Research Interests – Molecular Architecture
I am interested in “Synthetic Organic Chemistry”, now what exactly does that mean? Most people will have come across the Periodic Table of the Elements, and become aware that different elements will bond together to make different molecules or compounds. “Organic” compounds have the element carbon as the structural “backbone”, simple molecules like methane have only one carbon atom whereas more complex molecules can have hundreds or even thousands of carbon atoms. Now carbon by itself can be pretty boring (unless it’s in your wedding ring, or in a nanotube) so some other elements join into “the party” so to speak, the typical culprits being; Oxygen, Sulfur, Hydrogen, Nitrogen, Phosphorus, and the Halogens. The different combination of these elements and carbon make the different “families” of Organic compounds each containing specific “functional groups” (for examples alcohols C-O-H all with single bonds). Different “functional groups” have different physical, chemical and even biological properties.

_Action item 1_: In the text on synthetic organic chemistry, which element serves as the structural backbone of organic compounds?
_Action item 2_: Carry on the text about synthetic organic chemistry from its last sentence.
The listing plays no part in this work.

Natural-language object grounding data:
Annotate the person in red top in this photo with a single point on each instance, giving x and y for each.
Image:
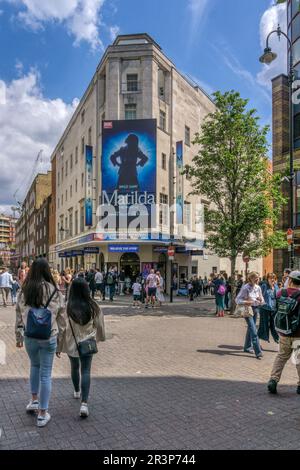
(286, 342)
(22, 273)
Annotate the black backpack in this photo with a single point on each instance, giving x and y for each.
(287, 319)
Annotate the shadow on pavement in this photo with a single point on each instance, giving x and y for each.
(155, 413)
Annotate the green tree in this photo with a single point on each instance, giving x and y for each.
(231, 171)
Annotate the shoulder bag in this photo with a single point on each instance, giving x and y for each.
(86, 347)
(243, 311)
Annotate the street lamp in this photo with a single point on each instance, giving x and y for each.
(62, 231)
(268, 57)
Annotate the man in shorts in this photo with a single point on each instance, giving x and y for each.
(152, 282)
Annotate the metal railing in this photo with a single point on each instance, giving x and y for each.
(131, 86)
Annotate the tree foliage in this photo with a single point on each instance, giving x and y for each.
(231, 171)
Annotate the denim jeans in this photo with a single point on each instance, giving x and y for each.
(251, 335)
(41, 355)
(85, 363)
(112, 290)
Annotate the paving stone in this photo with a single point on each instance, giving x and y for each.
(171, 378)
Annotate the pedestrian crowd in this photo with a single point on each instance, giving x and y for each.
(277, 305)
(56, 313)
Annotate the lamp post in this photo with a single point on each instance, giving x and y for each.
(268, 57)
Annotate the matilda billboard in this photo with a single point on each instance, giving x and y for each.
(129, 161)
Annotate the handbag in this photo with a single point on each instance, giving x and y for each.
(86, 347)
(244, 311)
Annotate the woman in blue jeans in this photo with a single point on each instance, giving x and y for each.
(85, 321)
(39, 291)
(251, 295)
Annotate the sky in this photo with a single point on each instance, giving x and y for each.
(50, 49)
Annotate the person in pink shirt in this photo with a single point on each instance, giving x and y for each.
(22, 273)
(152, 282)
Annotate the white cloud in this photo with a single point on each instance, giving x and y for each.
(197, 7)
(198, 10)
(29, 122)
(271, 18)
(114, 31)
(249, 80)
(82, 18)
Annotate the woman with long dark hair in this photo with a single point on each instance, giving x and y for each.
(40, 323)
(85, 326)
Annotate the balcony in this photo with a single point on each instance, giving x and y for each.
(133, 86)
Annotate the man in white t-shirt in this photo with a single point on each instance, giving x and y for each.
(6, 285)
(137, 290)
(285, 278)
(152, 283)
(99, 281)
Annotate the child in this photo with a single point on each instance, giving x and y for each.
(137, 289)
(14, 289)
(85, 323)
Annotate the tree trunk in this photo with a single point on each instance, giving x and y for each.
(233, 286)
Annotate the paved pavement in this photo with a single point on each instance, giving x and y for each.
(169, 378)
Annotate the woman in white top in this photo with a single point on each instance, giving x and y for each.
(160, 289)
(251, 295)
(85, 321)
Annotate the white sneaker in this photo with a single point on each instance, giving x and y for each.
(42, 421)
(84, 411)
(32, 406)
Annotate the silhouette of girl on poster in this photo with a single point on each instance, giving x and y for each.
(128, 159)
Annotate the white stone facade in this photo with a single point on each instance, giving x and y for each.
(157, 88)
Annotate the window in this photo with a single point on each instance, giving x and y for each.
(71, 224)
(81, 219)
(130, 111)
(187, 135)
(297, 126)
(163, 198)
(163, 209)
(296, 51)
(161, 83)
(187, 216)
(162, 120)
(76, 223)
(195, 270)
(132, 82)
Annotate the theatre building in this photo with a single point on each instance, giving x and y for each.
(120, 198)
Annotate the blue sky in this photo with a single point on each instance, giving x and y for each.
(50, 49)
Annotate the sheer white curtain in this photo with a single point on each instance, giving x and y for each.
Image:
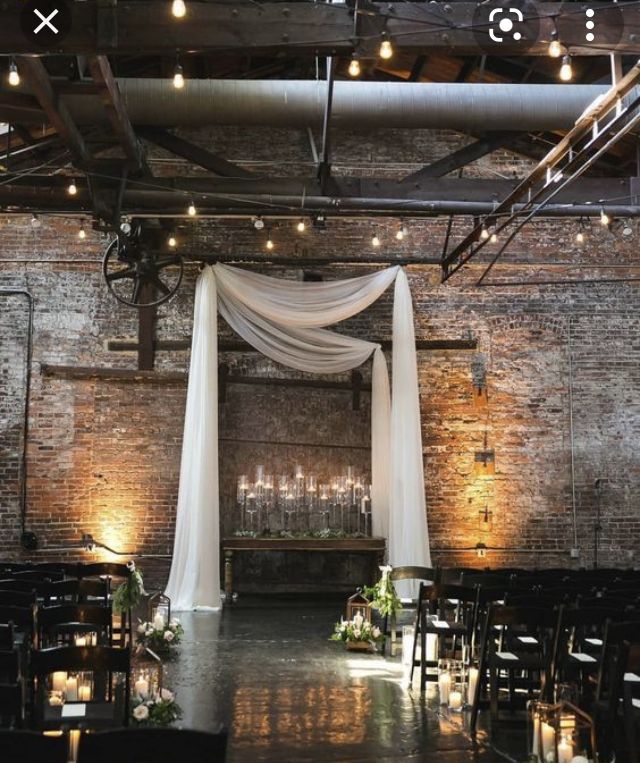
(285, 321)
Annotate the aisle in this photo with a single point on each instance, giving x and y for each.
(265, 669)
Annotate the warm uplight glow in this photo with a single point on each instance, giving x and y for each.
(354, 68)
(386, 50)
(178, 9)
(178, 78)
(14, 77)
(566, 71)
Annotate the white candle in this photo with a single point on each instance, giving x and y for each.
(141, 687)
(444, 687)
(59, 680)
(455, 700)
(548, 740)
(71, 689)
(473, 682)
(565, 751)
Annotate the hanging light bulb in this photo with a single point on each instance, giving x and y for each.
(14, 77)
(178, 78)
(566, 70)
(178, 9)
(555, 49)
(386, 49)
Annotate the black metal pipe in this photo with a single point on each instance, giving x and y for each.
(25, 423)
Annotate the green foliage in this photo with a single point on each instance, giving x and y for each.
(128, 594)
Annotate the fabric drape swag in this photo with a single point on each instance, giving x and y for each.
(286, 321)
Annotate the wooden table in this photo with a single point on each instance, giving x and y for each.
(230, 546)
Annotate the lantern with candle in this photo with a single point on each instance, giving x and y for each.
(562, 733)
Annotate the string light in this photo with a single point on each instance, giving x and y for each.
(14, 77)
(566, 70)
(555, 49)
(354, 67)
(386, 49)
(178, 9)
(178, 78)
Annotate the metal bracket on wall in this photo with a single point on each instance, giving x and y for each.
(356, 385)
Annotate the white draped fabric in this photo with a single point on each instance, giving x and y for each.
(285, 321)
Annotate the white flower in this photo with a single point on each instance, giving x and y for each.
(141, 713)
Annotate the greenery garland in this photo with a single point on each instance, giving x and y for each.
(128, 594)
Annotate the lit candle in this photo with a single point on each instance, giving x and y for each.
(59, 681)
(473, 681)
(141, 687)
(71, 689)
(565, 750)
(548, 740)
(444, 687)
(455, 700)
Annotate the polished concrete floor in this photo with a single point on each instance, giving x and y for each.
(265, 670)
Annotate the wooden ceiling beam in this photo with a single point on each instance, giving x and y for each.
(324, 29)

_Task answer 1_: Carbon.

_Task answer 2_:
So that in a nutshell is “Organic” chemistry, what about the “Synthetic” part? Think about a set of Lego, with a given set of blocks you can make a wide variety of different things. Essentially that is what I try to do, molecular architecture. I create new molecules through deliberate chemical reactions at specific places (putting Lego blocks together is a certain way). Why do I do this? Well why did we play with Lego? Because it is fun naturally. However as I mentioned before different molecules containing various functional groups will have different physical, chemical, and biological properties. I general I’ve tried to make new compounds for a specific reason, hopefully this reason is a benefit in some way to humanity. The functional group I am most interested in is the “Sulfonamide”, it has a notorious reputation of killing bacteria and viruses and can be found in numerous medications. In addition I have been working closely other members of The Department of Chemistry (Drs. Mark D. Berry, Sam Yan, and Adrian Weber) on some interesting molecules important in their research.